Point-per-instance localization data:
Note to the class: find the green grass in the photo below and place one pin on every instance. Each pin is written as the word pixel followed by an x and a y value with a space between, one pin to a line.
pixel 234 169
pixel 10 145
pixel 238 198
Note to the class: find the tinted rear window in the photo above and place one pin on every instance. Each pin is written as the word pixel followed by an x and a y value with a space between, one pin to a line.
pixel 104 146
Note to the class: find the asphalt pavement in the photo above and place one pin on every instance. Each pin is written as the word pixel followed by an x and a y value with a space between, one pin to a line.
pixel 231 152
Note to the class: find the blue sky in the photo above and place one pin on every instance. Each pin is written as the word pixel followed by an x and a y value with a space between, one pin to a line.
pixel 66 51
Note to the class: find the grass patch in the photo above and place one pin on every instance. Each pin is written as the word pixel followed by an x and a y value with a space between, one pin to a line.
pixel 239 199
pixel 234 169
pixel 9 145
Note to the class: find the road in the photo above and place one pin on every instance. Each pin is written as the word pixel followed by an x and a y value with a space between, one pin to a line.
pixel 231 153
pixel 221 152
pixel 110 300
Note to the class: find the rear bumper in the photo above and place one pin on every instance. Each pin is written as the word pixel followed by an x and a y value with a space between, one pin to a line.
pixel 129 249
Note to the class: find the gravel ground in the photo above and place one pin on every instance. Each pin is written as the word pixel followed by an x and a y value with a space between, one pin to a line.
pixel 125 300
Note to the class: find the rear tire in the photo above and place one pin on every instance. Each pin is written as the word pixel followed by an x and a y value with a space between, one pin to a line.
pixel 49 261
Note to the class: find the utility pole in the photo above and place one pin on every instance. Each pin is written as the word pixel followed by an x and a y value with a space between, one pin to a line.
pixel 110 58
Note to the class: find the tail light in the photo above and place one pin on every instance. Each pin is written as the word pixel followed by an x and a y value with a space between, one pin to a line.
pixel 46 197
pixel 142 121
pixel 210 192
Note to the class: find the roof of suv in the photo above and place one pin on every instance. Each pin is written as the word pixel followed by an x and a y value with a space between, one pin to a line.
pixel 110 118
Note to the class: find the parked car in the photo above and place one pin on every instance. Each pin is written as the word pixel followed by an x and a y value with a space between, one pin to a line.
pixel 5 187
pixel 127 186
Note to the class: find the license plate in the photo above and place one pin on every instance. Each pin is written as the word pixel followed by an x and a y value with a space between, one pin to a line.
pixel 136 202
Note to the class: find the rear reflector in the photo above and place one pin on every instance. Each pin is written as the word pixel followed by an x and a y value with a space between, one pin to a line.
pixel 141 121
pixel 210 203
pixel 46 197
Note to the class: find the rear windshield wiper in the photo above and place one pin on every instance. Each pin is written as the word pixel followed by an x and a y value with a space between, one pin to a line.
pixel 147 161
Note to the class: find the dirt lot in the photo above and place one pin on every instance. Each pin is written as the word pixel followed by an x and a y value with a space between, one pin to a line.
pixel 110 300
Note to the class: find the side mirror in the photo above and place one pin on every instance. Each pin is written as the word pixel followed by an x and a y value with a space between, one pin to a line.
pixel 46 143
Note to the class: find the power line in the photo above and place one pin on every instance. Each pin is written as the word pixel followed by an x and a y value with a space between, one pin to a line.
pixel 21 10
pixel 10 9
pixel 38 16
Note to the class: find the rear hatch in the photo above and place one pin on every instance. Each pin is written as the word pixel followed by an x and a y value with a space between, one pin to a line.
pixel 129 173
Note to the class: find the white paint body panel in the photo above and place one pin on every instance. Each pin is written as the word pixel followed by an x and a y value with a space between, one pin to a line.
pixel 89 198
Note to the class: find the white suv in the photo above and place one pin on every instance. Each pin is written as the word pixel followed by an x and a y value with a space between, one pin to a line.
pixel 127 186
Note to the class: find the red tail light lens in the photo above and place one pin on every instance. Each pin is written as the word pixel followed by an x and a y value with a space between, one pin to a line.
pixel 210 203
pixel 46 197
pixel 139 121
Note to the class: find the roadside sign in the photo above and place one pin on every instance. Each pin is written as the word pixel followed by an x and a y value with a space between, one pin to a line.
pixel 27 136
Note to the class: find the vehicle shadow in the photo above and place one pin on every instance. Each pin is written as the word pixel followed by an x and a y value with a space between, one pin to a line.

▸ Brief
Could you retype each record exactly as it appears?

▸ Result below
Note to the class: find the green grass in the photo below and place one pin on every instance. Each pin is written as the word pixel followed by an x and a y value with a space between, one pin to a line.
pixel 234 169
pixel 10 145
pixel 238 198
Note to the class: find the tinted rear window in the photo above and place one pin on every instance. Each pin is written as the word pixel followed by an x and a y value with a space between, one pin to a line.
pixel 104 146
Note to the class: find the asphalt pavement in the photo above and place one pin on every instance. Each pin is written as the word pixel followed by an x and a y value with a space between, one pin to a line.
pixel 231 152
Note to the class: find the blue sky in the photo above and place one pin on every instance. Each pin is written as the word pixel followed by an x and a y value with a space between, one pin to a line.
pixel 66 51
Note to the class: find the grass patch in the photo above and place one pin on every instance. Each pin is written as the word pixel followed by an x and a y value with a space between, one pin to a line.
pixel 239 199
pixel 234 169
pixel 9 145
Note to the class: find the road in the photo above and place one pin on every instance. Each pin is written as the word pixel followed by an x and a y value with a space between, one pin to a line.
pixel 231 153
pixel 221 152
pixel 110 300
Note to the class: find the rear bumper in the photo above and place one pin on every instance. Each pin is written as the word pixel followed by an x and a y value with a space between, one pin to a line.
pixel 129 249
Note to the class: find the gravel ground in the photo above and place one pin on every instance. Each pin is written as the word pixel followed by an x and a y value with a space between, one pin to a line.
pixel 125 300
Note to the class: find the rear tire in the photo above and place one pin on every instance. Each pin is written as the word pixel followed by an x and a y value with a space between, one pin to a line.
pixel 49 261
Note to the class: find the utility pole in the photo above and place one pin on every instance. Each pin is written as the word pixel followed by an x and a y value with a space between, one pin to a line.
pixel 110 58
Note to the class: find the tail light in the photo above and place one pin on every instance. Each pin is written as the word pixel followed by an x and a y value with a space between, one pin to a line.
pixel 46 197
pixel 142 121
pixel 210 192
Note to the class: find the roof of suv in the photo above and place one pin on every instance. Each pin is written as the word pixel followed by an x and a y value with a space between, one pin to a line.
pixel 110 118
Note to the class: find the parked car in the photo above and place one pin on every instance. Each pin is written as the word pixel followed by an x and a y value with a space between, one pin to a line.
pixel 5 187
pixel 127 186
Note to the class: find the license plate in the photo above and place one pin on every instance. Each pin is written as the word pixel followed by an x and a y value with a space between, one pin to a line.
pixel 136 202
Note to the class: find the rear reflector in the photo above and place one pin on every instance. Each pin is written as the word pixel followed by an x and a y value with a space between, one pin to a line.
pixel 141 121
pixel 210 203
pixel 46 197
Note to the class: find the rear windshield wiper in the photo above and place one pin on every instance. Each pin is written as the word pixel followed by an x and a y value with a space between, one pin to a line.
pixel 147 161
Note to the class: find the dirt lot in the photo above and place one pin on every instance. Each pin is written as the word pixel followed by an x and a y value with a space between, one pin to a line.
pixel 110 300
Note to the class: find the side mirror in the photo above and place one pin on every instance. Each pin is written as the word pixel followed by an x and a y value with a space between, one pin to a line.
pixel 46 143
Note to the class: find the power line in the photo above and place one pin on every instance. Each pin is written as the word pixel followed by an x and a y value with a space between, one pin to a line.
pixel 21 10
pixel 10 9
pixel 38 16
Note to the class: find the rear hatch in the photo above and place one pin on every instance. Each pin is written as the word pixel followed by an x and a y value with a space between, one pin to a line.
pixel 129 173
Note to the class: find the white paint body panel in the photo above and place one pin on every instance. Each pin is written as the word pixel followed by an x and a y value with a space between, one pin to a line.
pixel 89 198
Note to the class: find the white suv in the photo above and place one pin on every instance. Each pin is written as the word pixel followed by an x and a y value with a space between, one pin to a line.
pixel 127 186
Note to the class: find the red tail light lens in the photo above and place one pin on every instance. Each pin is written as the word pixel followed by an x and a y value with a space between, one pin to a line.
pixel 210 203
pixel 46 197
pixel 139 121
Note to the class: find the roadside sign in the photo above and place one pin on every instance. Each pin is written as the word pixel followed by an x and a y value with a space between, one pin to a line.
pixel 27 136
Note to the class: find the vehicle shadow in the photo above and place one pin on every instance. Each pin is written as the word pixel followed by an x and a y value with a space between, one pin to a line.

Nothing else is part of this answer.